● **Task prompt**: Search the entries below for "yoda" and copy each matching line.

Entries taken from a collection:
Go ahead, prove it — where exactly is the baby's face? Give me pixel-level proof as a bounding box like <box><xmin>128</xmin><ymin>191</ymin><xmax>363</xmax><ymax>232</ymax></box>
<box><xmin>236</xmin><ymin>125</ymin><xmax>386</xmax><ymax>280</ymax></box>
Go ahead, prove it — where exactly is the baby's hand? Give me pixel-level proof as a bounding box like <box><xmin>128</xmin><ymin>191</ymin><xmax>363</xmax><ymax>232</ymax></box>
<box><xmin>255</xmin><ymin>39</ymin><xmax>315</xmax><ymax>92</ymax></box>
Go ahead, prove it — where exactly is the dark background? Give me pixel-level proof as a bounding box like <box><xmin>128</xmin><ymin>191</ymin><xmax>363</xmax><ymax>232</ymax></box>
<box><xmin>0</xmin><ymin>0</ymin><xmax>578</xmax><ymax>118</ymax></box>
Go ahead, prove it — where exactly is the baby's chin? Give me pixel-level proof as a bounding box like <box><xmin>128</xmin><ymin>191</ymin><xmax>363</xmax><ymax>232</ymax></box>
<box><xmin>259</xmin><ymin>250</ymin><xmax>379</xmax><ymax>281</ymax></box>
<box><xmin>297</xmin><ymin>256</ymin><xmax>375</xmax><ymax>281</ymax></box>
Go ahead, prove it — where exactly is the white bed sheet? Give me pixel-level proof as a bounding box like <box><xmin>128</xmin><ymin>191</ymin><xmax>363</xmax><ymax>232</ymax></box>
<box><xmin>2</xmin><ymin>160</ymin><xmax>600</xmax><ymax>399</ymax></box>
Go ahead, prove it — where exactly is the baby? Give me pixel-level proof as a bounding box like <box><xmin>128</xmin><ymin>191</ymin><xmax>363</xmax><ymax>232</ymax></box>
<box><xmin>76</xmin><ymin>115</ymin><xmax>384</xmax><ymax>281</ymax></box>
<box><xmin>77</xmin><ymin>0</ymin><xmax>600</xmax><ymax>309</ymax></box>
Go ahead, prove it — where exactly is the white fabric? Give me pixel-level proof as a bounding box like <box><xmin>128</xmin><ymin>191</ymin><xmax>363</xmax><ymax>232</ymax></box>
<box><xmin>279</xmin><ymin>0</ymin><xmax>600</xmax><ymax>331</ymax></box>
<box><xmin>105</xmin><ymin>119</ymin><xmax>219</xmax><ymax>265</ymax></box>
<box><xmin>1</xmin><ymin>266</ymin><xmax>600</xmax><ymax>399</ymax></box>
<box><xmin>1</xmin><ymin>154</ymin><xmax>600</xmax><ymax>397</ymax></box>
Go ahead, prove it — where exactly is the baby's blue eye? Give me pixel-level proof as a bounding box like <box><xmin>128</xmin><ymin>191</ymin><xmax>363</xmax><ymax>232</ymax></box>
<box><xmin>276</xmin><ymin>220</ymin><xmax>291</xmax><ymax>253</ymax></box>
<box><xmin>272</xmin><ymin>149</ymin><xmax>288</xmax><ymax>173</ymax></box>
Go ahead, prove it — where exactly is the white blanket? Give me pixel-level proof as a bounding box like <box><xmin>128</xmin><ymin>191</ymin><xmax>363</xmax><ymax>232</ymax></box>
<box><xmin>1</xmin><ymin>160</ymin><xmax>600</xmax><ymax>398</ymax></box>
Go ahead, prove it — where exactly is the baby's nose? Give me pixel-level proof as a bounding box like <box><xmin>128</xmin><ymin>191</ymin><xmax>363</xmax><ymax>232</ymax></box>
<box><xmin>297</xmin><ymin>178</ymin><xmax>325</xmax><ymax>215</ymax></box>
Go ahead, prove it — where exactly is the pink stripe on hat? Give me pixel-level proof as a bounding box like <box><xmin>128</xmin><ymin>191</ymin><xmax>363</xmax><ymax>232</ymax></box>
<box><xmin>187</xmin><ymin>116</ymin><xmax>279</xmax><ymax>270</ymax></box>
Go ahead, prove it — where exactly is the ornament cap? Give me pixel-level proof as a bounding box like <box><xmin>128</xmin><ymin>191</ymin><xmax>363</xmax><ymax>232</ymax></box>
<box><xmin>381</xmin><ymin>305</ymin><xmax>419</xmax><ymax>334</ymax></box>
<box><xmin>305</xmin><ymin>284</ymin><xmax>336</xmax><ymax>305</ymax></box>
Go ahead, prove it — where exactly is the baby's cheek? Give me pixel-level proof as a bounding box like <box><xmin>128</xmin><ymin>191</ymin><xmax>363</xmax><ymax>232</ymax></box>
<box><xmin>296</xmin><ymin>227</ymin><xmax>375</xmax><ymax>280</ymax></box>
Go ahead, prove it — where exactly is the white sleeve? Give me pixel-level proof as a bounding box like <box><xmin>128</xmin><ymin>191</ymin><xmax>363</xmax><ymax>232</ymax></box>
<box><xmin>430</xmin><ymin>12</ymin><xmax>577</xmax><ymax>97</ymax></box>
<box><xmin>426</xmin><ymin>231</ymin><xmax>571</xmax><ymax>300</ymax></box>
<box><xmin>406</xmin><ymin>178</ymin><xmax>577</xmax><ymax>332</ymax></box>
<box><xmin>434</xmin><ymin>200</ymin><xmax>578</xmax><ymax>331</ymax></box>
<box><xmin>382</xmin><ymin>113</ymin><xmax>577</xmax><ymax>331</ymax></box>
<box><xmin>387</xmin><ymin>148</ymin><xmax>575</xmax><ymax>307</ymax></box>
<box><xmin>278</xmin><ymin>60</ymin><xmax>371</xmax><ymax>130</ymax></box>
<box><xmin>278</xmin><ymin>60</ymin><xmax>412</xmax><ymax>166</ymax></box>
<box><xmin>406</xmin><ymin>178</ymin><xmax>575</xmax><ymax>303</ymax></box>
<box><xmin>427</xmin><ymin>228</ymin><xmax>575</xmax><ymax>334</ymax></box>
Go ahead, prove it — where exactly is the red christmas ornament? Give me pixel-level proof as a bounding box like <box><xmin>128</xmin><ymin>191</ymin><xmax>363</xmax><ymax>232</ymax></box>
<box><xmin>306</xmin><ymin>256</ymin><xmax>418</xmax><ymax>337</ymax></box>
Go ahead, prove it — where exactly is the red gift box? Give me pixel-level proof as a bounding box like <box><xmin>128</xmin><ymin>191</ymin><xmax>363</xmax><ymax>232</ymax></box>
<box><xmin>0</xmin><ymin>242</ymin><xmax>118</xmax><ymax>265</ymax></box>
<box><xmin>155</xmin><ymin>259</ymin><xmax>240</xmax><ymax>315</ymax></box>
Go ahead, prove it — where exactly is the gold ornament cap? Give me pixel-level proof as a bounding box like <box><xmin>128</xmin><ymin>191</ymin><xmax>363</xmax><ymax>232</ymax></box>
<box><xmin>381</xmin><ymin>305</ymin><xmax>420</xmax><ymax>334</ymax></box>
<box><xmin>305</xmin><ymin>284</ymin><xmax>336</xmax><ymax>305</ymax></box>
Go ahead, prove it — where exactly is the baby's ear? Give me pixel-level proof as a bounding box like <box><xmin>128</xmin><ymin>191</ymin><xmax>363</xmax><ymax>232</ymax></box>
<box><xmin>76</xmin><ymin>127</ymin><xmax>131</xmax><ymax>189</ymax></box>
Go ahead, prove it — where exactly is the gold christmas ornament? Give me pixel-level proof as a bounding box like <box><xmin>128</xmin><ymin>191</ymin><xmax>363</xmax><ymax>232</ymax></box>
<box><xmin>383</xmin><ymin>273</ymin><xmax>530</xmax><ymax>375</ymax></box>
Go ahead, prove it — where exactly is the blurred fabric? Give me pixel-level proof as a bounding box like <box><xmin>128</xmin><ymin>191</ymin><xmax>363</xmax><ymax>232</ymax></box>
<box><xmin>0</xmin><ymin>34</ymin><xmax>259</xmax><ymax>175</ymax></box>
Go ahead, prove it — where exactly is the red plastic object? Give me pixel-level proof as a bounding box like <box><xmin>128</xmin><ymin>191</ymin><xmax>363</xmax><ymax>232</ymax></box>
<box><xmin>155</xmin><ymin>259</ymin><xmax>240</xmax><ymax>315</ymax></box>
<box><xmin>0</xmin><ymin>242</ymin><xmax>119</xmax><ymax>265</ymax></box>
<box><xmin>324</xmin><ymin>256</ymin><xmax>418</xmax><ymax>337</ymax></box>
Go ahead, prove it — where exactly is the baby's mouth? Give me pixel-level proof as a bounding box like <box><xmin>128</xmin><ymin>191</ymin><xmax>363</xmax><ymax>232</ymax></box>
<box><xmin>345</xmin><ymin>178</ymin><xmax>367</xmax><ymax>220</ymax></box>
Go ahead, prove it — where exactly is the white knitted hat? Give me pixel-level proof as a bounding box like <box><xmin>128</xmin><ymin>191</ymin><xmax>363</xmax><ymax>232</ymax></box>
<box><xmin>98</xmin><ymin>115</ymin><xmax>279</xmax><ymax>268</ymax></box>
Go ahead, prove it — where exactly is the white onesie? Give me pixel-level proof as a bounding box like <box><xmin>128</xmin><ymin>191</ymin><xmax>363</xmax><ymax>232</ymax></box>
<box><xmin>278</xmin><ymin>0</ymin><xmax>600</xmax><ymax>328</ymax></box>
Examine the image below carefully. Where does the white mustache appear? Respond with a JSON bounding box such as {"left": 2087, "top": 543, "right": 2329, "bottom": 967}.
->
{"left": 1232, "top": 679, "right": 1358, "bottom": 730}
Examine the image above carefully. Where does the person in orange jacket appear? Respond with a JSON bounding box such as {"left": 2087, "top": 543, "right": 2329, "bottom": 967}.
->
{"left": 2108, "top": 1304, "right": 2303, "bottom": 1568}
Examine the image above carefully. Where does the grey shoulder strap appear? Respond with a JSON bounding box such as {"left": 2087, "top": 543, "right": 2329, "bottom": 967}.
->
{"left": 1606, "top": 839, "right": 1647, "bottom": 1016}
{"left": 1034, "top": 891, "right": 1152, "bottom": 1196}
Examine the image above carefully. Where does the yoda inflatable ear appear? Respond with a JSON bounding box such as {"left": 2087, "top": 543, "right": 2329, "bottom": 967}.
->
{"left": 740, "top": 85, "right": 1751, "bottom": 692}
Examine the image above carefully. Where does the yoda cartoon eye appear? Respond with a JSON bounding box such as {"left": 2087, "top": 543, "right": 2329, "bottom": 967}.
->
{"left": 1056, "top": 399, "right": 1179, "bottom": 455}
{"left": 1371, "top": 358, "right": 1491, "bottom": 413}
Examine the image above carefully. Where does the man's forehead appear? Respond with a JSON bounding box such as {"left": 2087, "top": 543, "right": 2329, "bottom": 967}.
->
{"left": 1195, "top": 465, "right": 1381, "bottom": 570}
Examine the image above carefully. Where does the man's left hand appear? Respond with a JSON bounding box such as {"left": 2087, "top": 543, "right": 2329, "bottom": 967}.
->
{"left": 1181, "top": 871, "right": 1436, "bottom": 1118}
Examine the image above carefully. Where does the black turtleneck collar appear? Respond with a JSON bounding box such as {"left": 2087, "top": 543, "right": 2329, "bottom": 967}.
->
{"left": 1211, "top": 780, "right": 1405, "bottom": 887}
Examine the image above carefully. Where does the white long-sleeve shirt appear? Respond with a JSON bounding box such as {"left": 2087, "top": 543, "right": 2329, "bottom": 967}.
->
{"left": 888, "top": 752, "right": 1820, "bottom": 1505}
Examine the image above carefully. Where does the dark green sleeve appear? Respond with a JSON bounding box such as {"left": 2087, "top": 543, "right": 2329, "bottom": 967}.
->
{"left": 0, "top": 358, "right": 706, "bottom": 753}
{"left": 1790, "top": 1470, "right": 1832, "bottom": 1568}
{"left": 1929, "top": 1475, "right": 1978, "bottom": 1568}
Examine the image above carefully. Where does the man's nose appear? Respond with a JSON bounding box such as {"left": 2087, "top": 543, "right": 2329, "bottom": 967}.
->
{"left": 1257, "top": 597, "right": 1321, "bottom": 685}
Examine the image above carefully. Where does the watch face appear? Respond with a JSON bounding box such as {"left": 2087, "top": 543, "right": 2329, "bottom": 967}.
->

● **Result**:
Examine the image above carefully. Where does the yoda inflatable ear appear? Respond with a JSON bounding box such as {"left": 2087, "top": 543, "right": 2329, "bottom": 967}.
Examine the image above carefully. Where does the yoda cartoon eye appear? Respond with a JSON bounding box such as {"left": 2087, "top": 543, "right": 2329, "bottom": 967}.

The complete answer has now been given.